Task goal
Copy out every entry that follows, without a single picture.
*** Dataset content
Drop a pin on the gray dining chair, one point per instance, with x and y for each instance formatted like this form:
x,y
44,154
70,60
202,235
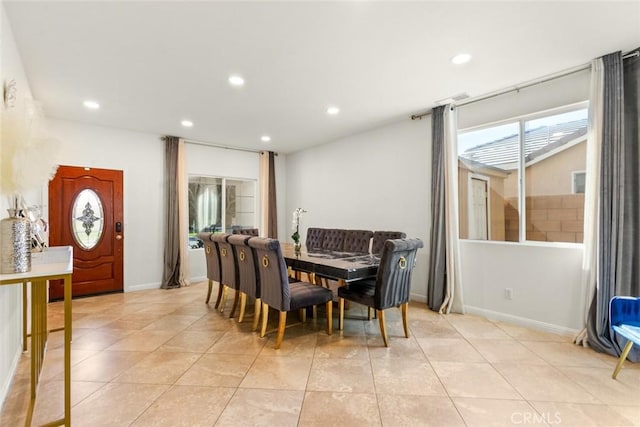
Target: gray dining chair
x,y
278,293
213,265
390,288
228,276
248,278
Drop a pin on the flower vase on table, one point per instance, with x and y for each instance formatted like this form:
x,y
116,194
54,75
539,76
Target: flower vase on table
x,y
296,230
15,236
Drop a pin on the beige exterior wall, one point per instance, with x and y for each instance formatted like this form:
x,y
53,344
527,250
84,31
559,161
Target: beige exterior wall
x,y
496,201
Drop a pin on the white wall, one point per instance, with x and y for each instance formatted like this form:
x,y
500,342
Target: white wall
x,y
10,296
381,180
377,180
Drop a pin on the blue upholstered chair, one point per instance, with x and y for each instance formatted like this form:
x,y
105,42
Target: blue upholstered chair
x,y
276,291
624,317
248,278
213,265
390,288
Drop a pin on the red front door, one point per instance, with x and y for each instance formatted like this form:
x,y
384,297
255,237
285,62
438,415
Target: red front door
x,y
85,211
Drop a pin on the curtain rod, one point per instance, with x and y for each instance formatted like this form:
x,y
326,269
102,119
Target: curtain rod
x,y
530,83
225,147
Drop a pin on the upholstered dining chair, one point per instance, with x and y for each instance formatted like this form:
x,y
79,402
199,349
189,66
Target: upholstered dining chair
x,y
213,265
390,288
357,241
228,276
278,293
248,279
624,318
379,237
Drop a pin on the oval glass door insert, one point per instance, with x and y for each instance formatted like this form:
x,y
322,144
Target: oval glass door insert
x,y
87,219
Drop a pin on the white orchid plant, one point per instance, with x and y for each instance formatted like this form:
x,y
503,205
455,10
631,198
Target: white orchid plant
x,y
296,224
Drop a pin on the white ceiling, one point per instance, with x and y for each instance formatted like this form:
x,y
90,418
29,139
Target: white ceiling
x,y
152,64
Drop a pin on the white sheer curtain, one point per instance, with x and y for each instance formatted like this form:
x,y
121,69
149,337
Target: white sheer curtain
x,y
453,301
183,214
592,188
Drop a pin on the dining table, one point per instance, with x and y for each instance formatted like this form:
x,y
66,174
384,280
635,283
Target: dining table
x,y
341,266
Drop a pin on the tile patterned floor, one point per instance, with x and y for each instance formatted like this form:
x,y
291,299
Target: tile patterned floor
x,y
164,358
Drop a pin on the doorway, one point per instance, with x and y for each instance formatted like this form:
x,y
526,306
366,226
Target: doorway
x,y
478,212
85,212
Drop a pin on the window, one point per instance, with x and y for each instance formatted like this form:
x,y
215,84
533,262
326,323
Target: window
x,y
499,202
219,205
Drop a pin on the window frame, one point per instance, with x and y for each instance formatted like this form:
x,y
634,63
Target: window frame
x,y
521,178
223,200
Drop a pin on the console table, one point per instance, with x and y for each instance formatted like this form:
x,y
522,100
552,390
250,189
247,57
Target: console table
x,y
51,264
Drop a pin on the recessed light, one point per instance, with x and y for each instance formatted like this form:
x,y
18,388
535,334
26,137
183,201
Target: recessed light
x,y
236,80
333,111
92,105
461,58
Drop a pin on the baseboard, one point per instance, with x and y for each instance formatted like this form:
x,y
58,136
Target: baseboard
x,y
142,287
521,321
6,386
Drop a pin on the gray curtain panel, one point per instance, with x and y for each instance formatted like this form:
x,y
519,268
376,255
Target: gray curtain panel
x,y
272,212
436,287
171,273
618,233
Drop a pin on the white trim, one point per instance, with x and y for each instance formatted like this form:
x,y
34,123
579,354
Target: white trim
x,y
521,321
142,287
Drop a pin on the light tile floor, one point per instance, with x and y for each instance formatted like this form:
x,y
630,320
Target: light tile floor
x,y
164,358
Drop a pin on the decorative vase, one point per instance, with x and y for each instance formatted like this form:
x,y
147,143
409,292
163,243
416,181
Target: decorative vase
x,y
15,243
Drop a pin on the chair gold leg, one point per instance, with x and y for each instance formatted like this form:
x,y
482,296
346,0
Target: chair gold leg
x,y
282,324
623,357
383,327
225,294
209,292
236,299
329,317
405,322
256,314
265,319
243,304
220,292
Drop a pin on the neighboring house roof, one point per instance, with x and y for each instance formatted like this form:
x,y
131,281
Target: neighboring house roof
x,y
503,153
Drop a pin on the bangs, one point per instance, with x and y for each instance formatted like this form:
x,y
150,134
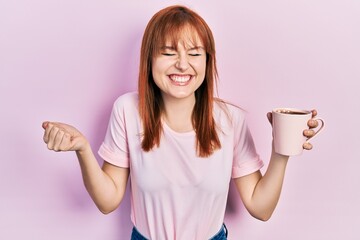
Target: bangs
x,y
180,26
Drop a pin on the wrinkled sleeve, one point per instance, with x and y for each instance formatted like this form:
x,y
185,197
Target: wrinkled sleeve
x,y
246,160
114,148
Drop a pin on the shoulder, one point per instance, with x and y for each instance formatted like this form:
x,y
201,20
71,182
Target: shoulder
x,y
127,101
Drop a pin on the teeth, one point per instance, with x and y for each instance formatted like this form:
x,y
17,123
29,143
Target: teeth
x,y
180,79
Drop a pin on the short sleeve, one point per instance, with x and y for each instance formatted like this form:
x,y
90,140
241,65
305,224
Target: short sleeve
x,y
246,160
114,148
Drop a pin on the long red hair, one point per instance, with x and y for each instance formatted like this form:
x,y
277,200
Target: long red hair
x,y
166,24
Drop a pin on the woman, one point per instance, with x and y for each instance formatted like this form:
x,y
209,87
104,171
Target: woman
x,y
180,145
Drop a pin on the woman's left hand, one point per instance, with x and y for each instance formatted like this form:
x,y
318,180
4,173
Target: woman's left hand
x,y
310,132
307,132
******
Response for this exercise
Drop a pin on the gray dining chair, one point per instance, with x and y for each instance formatted like this form:
x,y
44,154
70,60
202,235
Target: gray dining chair
x,y
278,293
213,265
390,288
228,276
248,278
Drop a pin on the flower vase on table, one point per instance, with x and y for each instance formatted like this form:
x,y
116,194
54,75
539,76
Target: flower vase on table
x,y
296,230
15,236
Drop a pin on the beige exterior wall, one point per instance, with x and y for each instance formatted like this form:
x,y
53,344
527,250
84,31
559,161
Target: beige exterior wall
x,y
496,201
Drop a pin on the white wall, one point per instance, with x and y for each instance formatted like this form:
x,y
500,342
Target: white wall
x,y
10,296
381,180
377,180
Drop a pin on the blue upholstered chair, one point per instance, with x and y for each instance formatted like this form:
x,y
105,42
Target: blue upholstered chair
x,y
276,291
624,317
248,278
213,265
390,288
Drop a pin on the red front door, one point per instance, with x and y for each instance formatted like this form:
x,y
384,297
255,237
285,62
438,415
Target: red front door
x,y
85,211
Drop a pin on the curtain rod, one point per instance, with x and y for each instance formatted like this form:
x,y
326,269
102,119
Target: curtain rod
x,y
530,83
225,147
Drop a pin on the upholstered dining chair, one point per instance, with x and y for each instance formatted like this form:
x,y
79,402
199,349
189,66
Target: upholstered dining chair
x,y
213,265
390,288
357,241
228,276
278,293
248,279
624,318
379,237
Drop a pin on the oval glass door insert, one point per instance, with x and y for each instance formatted like this form:
x,y
322,144
Target: oval glass door insert
x,y
87,219
Drop a pin on the white orchid plant, one point per instance, with x and y for each instance formatted like this form:
x,y
503,205
455,10
631,198
Target: white orchid plant
x,y
296,224
Drop a pin on the white ceiling, one point per instance, with x and y for each instance formatted like this form:
x,y
90,418
29,139
Target: white ceiling
x,y
152,64
Drop a pin on the white sheer curtain, one point per instance, with x and y for each instance formatted like this form:
x,y
121,69
149,337
Target: white sheer curtain
x,y
453,301
183,214
592,188
Drop a pin on the dining table, one point per instance, with x and y for each instance formatted like this form:
x,y
66,174
384,280
635,283
Target: dining table
x,y
341,266
Drop a pin on the tile patterned floor, one point per instance, with x and y for each instance formatted like this form:
x,y
291,299
Target: tile patterned floor
x,y
164,358
Drop a pin on the doorway, one point per instance, with x and y for each instance formatted like this form:
x,y
526,306
366,226
Target: doorway
x,y
478,212
85,212
Drop a pin on the window, one point per instance, with x and y for each instance formatted like this form:
x,y
215,84
533,262
326,323
Target: window
x,y
499,202
219,205
Drop a pin on the window frame, one point per instance, with x and y for each instance formatted like this form:
x,y
634,63
Target: window frame
x,y
521,178
223,200
Drop a pin on the console table, one point per instance, with x and y for each instance formatted like this form:
x,y
522,100
552,390
250,189
247,57
Target: console table
x,y
51,264
Drop a pin on the recessed light, one point per instance, with x and y for each instance formatted like this form:
x,y
18,388
535,334
26,137
183,201
Target: recessed light
x,y
236,80
333,111
92,105
461,58
Drop a pin on the baseboard, one point per instance, with x and y for each instance formatted like this form:
x,y
58,136
Target: baseboard
x,y
142,287
521,321
6,386
Drop a pin on the gray curtain panel, one point per instance, with x and y for each instance formatted like this form:
x,y
519,268
376,255
Target: gray curtain panel
x,y
272,212
436,287
171,273
618,233
Drop a pin on the white trim, one point per instance, with x and y for each instance formatted like this form:
x,y
34,123
579,354
Target: white trim
x,y
521,321
142,287
Drop a pin on the light tile floor, one point per instance, with x and y for each instance formatted like this form:
x,y
630,320
Target: light tile floor
x,y
164,358
Drop a pin on the decorative vase, one point per instance, with x and y for each instance formatted like this form:
x,y
147,143
409,292
163,243
416,181
Target: decorative vase
x,y
15,243
Drop a pin on the chair gold leg, one point per instance, with x and y for each instance formatted like this form:
x,y
482,296
346,0
Target: chair gold leg
x,y
282,324
623,357
383,327
225,294
209,292
236,299
329,317
405,322
256,314
265,319
243,304
220,292
Drop a pin on the neighboring house roof, one point per instance, with x and y for each instance formatted like this form:
x,y
131,281
Target: neighboring house roof
x,y
503,153
Drop a pin on the bangs, one point per instance, with x and y for each instance formatted like this form:
x,y
150,134
Target: bangs
x,y
180,26
Drop a pin on the wrinkled sleeve, one point per instance, with x and y for each instance formatted like this form:
x,y
185,197
Target: wrinkled sleeve
x,y
246,160
114,148
Drop a pin on the shoulder, one point per instance, with x and y for each instance formatted like this form:
x,y
201,20
71,182
Target: shoulder
x,y
127,101
Drop a pin on the teeth, one point per instance, with x and y for each instance formatted like this form:
x,y
17,123
29,143
Target: teeth
x,y
180,79
Drop a pin on the short sleeve, one point per instance, with x and y for each instance formatted like this form:
x,y
90,140
241,65
305,224
Target: short sleeve
x,y
246,160
114,148
Drop a pin on the long red hair, one point per instance, with x and y for each instance formatted like this form:
x,y
277,200
Target: long red hair
x,y
166,24
Drop a pin on the woman, one point per instance, with x and y for each instance formatted like this form:
x,y
209,87
104,171
Target: woman
x,y
180,145
Drop a pin on the woman's left hand, one point per instance, with x and y for each instance formatted like this form:
x,y
318,180
4,173
Target: woman's left hand
x,y
310,132
307,132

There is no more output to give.